▶ **Dataset**:
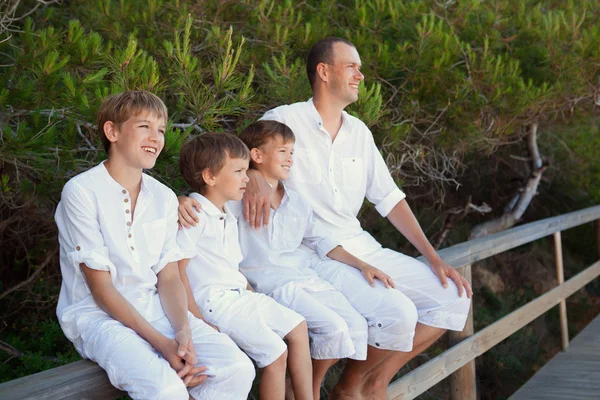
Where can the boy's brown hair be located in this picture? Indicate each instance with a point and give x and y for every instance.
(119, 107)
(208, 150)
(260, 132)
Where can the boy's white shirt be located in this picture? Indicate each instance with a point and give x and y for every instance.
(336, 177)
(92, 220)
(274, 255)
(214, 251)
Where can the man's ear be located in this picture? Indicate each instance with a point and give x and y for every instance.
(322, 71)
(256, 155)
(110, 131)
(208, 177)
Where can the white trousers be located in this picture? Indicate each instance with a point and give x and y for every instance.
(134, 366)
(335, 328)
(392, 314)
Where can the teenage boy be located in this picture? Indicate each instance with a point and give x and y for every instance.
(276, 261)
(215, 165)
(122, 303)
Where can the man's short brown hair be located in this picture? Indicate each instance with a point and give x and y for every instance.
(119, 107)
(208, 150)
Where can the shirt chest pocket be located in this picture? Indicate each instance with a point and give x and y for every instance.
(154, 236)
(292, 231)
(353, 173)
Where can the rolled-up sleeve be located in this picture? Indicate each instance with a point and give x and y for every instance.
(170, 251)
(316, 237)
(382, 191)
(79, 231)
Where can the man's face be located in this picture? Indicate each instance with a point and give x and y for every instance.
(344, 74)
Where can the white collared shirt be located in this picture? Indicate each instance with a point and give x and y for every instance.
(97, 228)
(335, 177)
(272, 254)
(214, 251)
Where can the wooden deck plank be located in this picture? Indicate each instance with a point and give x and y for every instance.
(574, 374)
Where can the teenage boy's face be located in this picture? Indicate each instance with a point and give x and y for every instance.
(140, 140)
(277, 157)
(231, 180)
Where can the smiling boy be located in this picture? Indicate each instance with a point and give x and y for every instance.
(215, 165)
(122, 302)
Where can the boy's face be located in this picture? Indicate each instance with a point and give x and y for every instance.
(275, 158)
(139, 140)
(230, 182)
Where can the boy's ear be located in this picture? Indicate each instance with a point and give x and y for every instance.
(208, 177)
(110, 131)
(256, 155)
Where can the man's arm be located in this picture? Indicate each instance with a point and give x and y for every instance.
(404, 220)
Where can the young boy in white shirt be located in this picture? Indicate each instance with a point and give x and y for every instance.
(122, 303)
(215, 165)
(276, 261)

▶ **Written exercise**: Rename "man's arm" as "man's forearm" in the listing, starting at the line containing "Where can the boy's face" and ending at the last line of the listing. Give those lines again with nothing else altered.

▶ **Output**:
Where can the boy's face be located in this picture? Indicate each instance with a point and give x and y for every instance.
(275, 158)
(139, 140)
(230, 182)
Where can the boy's ear be located in this picture? Indicate each instance with a point and give x and y for every instance.
(208, 177)
(110, 131)
(256, 155)
Where can the man's forearm be located in this picture? Indicate each instance with a point and give x and y for every instance.
(404, 220)
Where can the young boy in white shirt be located in this picture? Indicate each instance with a point and give x and y for every instance.
(122, 303)
(215, 165)
(276, 261)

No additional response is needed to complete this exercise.